# [What to work on]
A: Does the article on the album The Blanket Truth support each of these statements? (i) The album was released by Sony Music Entertainment. (ii) The album's concept came from a scene in the film I Heart Huckabees. (iii) The Blanket Truth is Jared Evan's second studio album. For each, answer yes or no and quote the article's deciding words verbatim.
B: Can you copy out, word for word, the stretch of the Blanket Truth article from "Jared Evan chronology" through "and Mike Derenzo."?
C: What comes next in the article about the album The Blanket Truth? Write a continuation that begins after its final sentence.

# [Text provided]
Studio album by Jared Evan
- Released: November 4, 2016
- Recorded: 2014–16
- Genre: Alternative pop; soul; hip hop; R&B;
- Length: 38:56
- Label: Jared Evan Inc.; The Orchard; Sony;
- Producer: Jared Evan; The Arcitype; !llmind; Ill Factor; Mike Derenzo;

Jared Evan chronology
| The Art Form of Whatever (2015) | The Blanket Truth (2016) |  |

Singles from The Blanket Truth
- "Kids Forever" Released: October 13, 2015; "Role Model" Released: October 6, 2016; "Big Brother" Released: October 14, 2016; "The End Game" Released: October 28, 2016;

= The Blanket Truth =

The Blanket Truth is the debut studio album by American singer-songwriter and producer Jared Evan. The album was released on November 4, 2016 by Sony Music Entertainment.

== Background ==
The album concept was based on a scene from the film I Heart Huckabees. It touches upon the idea that everything in the world is somehow connected, with time and space being a main theme throughout the album. It includes guest appearances from Allan Kingdom and Lloyd, and features production from Jared Evan, The Arcitype, !llmind, Ill Factor and Mike Derenzo.

# [Supplied data]
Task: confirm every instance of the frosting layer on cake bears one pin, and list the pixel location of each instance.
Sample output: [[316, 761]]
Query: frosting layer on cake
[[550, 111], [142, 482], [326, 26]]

# [Results by task]
A:
(i) Yes: "The album was released on November 4, 2016 by Sony Music Entertainment."
(ii) Yes: "The album concept was based on a scene from the film I Heart Huckabees."
(iii) No: "The Blanket Truth is the debut studio album by American singer-songwriter and producer Jared Evan."

B:
Jared Evan chronology
| The Art Form of Whatever (2015) | The Blanket Truth (2016) |  |

Singles from The Blanket Truth
- "Kids Forever" Released: October 13, 2015; "Role Model" Released: October 6, 2016; "Big Brother" Released: October 14, 2016; "The End Game" Released: October 28, 2016;

= The Blanket Truth =

The Blanket Truth is the debut studio album by American singer-songwriter and producer Jared Evan. The album was released on November 4, 2016 by Sony Music Entertainment.

== Background ==
The album concept was based on a scene from the film I Heart Huckabees. It touches upon the idea that everything in the world is somehow connected, with time and space being a main theme throughout the album. It includes guest appearances from Allan Kingdom and Lloyd, and features production from Jared Evan, The Arcitype, !llmind, Ill Factor and Mike Derenzo.

C:
== Singles ==
On October 12, 2015 the first single from the album, "Kids Forever" was released. The song met great success, garnering millions of streams via YouTube and Spotify combined. Because of this, Jared later released the official music video for the single on August 4, 2016. On October 6, 2016, he released the second single "Role Model". The official music video for the single was released on the same day. On October 14, 2016, he released the third single "Big Brother" and on October 28, 2016, he released the fourth and final single "The End Game" featuring Allan Kingdom.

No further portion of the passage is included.